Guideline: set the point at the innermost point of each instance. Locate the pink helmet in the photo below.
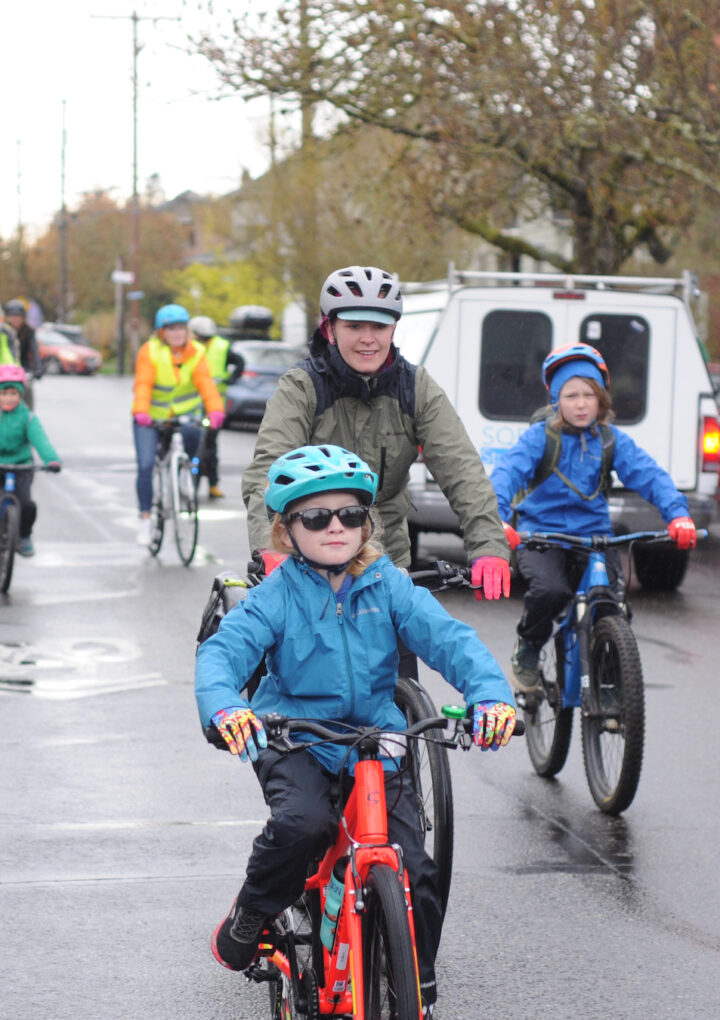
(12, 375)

==

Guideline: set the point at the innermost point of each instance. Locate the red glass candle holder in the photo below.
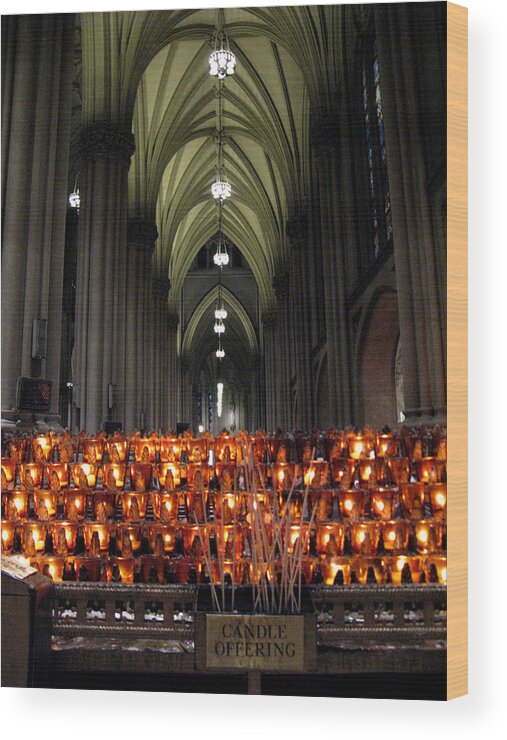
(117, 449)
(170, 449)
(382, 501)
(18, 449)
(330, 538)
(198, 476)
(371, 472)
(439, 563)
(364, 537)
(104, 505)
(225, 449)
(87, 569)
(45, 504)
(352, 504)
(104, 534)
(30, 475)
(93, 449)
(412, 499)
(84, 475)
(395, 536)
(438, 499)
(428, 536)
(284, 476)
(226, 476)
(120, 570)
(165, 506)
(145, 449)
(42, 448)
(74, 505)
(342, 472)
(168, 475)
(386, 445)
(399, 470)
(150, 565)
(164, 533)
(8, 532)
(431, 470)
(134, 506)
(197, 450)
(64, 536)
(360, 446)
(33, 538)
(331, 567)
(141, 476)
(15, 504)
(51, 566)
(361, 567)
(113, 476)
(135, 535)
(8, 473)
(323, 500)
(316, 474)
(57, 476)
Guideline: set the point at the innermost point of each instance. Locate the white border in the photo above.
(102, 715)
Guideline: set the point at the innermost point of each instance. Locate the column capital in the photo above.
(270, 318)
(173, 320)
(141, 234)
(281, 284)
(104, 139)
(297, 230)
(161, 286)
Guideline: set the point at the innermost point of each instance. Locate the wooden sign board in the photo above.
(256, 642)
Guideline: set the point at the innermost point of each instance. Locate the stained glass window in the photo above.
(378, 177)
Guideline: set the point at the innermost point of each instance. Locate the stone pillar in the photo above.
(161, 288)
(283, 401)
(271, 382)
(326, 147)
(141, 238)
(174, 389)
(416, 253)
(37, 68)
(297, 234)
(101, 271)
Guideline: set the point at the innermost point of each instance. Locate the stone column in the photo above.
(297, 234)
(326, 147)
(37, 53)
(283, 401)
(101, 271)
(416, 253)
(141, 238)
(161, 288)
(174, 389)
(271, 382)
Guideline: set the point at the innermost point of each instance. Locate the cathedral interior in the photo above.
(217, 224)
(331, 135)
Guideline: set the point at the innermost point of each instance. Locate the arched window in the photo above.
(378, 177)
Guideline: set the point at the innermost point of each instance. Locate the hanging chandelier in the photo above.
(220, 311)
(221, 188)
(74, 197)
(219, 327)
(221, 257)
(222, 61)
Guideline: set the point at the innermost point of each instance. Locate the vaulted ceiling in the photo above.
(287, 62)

---

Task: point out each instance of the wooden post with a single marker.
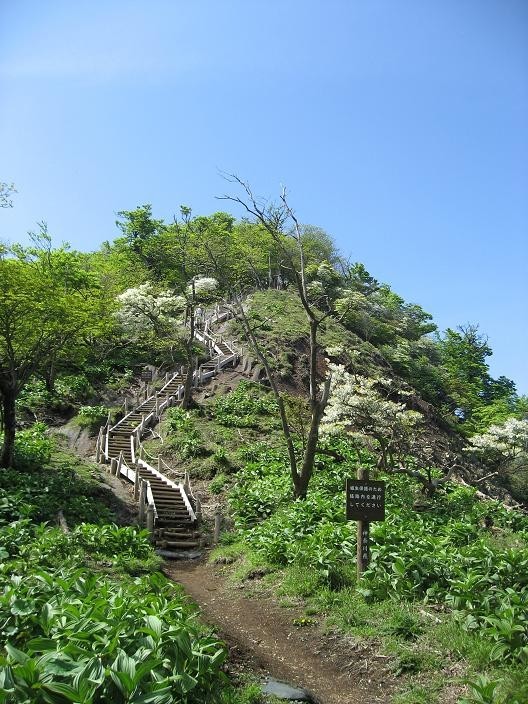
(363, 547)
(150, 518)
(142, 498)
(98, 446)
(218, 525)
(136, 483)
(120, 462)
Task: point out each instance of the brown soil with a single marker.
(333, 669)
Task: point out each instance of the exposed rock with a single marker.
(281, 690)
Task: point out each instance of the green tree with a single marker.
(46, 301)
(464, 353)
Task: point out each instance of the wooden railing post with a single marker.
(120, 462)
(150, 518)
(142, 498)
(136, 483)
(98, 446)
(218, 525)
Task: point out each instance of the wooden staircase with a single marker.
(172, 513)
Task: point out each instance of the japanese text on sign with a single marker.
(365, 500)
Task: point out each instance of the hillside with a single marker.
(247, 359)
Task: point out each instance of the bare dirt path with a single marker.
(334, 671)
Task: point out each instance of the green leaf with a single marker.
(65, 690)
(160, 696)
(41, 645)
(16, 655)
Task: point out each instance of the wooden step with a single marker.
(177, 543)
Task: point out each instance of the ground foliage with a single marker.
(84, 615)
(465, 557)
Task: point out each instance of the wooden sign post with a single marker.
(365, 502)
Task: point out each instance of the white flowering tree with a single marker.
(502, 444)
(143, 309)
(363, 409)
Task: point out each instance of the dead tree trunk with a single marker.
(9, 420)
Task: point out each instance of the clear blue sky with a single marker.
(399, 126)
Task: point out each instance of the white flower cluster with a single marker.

#### Assigned task:
Retype exactly, and only, the lines above from the one where "Task: point out each instance of the clear" occurs up to and including the one where "Task: point out each instance of the white flower cluster" occurs.

#### Result of this exercise:
Task: point out each instance of the clear blue sky with a single marker.
(399, 126)
Task: point out each instance of the white flower cluster with a single marker.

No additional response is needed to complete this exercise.